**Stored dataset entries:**
________

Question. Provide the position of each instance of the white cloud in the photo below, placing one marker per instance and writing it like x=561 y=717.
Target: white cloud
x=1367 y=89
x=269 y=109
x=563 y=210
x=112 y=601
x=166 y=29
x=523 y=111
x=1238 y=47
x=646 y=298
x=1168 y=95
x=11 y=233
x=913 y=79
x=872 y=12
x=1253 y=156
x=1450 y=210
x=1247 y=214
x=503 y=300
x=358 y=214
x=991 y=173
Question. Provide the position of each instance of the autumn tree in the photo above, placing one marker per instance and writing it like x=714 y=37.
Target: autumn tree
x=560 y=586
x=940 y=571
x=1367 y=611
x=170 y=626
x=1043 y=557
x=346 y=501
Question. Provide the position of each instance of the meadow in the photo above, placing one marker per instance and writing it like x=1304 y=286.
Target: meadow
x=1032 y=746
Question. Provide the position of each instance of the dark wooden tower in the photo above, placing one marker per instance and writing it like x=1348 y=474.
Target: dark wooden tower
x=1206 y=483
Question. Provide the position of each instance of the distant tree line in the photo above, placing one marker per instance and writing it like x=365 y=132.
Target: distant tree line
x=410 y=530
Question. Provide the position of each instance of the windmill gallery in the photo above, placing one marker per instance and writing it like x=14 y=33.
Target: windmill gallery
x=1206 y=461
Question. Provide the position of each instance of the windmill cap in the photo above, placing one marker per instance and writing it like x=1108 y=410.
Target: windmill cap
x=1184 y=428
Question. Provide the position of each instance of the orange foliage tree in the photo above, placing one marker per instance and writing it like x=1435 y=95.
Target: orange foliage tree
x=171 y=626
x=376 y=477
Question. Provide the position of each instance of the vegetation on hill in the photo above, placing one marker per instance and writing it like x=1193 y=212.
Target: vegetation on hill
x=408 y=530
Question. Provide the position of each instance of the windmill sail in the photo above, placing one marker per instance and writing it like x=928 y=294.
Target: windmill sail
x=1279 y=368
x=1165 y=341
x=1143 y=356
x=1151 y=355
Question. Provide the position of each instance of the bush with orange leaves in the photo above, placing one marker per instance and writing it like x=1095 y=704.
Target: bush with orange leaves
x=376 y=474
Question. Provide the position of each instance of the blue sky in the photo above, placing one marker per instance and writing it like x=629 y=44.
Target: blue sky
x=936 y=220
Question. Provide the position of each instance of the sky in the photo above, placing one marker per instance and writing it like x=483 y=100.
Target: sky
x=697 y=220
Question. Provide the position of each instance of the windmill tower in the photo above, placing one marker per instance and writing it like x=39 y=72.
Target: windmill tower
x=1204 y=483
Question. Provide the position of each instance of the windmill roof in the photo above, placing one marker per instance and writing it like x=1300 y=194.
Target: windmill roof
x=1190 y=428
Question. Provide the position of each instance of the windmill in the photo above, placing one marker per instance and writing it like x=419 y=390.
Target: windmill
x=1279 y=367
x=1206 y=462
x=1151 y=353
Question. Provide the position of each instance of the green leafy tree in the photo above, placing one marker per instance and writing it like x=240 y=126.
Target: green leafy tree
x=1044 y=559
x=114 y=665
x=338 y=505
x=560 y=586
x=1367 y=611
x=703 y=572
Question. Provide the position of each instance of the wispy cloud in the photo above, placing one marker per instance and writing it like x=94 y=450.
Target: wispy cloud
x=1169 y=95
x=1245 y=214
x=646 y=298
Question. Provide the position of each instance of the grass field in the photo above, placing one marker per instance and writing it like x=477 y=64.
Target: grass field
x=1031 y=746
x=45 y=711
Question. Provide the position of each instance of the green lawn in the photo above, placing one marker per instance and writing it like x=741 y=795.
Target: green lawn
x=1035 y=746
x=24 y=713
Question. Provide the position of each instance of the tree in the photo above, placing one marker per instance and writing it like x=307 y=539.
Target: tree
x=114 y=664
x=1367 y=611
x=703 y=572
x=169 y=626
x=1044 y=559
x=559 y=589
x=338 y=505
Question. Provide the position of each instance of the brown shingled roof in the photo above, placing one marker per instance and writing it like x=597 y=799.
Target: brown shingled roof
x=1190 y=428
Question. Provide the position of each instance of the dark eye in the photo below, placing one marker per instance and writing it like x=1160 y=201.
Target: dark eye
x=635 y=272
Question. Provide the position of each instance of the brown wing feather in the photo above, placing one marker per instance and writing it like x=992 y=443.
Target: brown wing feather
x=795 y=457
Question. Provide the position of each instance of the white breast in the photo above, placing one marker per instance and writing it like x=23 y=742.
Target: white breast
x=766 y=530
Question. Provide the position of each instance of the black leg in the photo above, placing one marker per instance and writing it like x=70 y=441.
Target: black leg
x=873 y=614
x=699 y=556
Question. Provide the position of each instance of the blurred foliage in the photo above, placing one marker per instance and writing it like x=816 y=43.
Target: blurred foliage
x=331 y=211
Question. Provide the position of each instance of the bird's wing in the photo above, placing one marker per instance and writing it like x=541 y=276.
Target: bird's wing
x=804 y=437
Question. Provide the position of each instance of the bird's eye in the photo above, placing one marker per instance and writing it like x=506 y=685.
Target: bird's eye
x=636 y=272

________

**Task prompt:** Format the lines of the entries, starting at the first line and ending at the line that contains "x=1206 y=461", as a Markdown table with the columns No. and Line. Number each row and omit blank lines.

**Task response:**
| No. | Line |
|---|---|
| 1 | Question. Provide the position of each instance of the white cloud in the photo below, placing one marker per instance and writing it like x=561 y=717. |
| 2 | Target: white cloud |
| 3 | x=1367 y=89 |
| 4 | x=269 y=109 |
| 5 | x=563 y=210 |
| 6 | x=112 y=601 |
| 7 | x=166 y=29 |
| 8 | x=523 y=111 |
| 9 | x=1238 y=47 |
| 10 | x=646 y=298 |
| 11 | x=1168 y=95 |
| 12 | x=11 y=233 |
| 13 | x=913 y=79 |
| 14 | x=872 y=12 |
| 15 | x=1253 y=156 |
| 16 | x=1450 y=210 |
| 17 | x=1247 y=214 |
| 18 | x=503 y=300 |
| 19 | x=358 y=214 |
| 20 | x=991 y=173 |
| 21 | Question. Provide the position of each instance of the autumn tree in the photo above, placing one marker per instance and writing it like x=714 y=37. |
| 22 | Target: autumn tree |
| 23 | x=560 y=586 |
| 24 | x=940 y=571 |
| 25 | x=1367 y=611 |
| 26 | x=170 y=626 |
| 27 | x=1043 y=557 |
| 28 | x=346 y=501 |
| 29 | Question. Provide the position of each instance of the meadow in the photo above, placing one marker per instance and writing it like x=1304 y=286. |
| 30 | Target: meadow |
| 31 | x=1032 y=746 |
| 32 | Question. Provide the position of each instance of the dark wooden tower in the photo above, placing one marker per instance and writing it like x=1348 y=474. |
| 33 | Target: dark wooden tower |
| 34 | x=1206 y=483 |
| 35 | Question. Provide the position of each instance of the distant tree line in the photo above, placing one marker per instance and writing it like x=365 y=132. |
| 36 | Target: distant tree line |
| 37 | x=410 y=530 |
| 38 | Question. Provide the position of each instance of the windmill gallery in the photo above, placing one marker per instance and writing it like x=14 y=33. |
| 39 | Target: windmill gallery |
| 40 | x=1206 y=461 |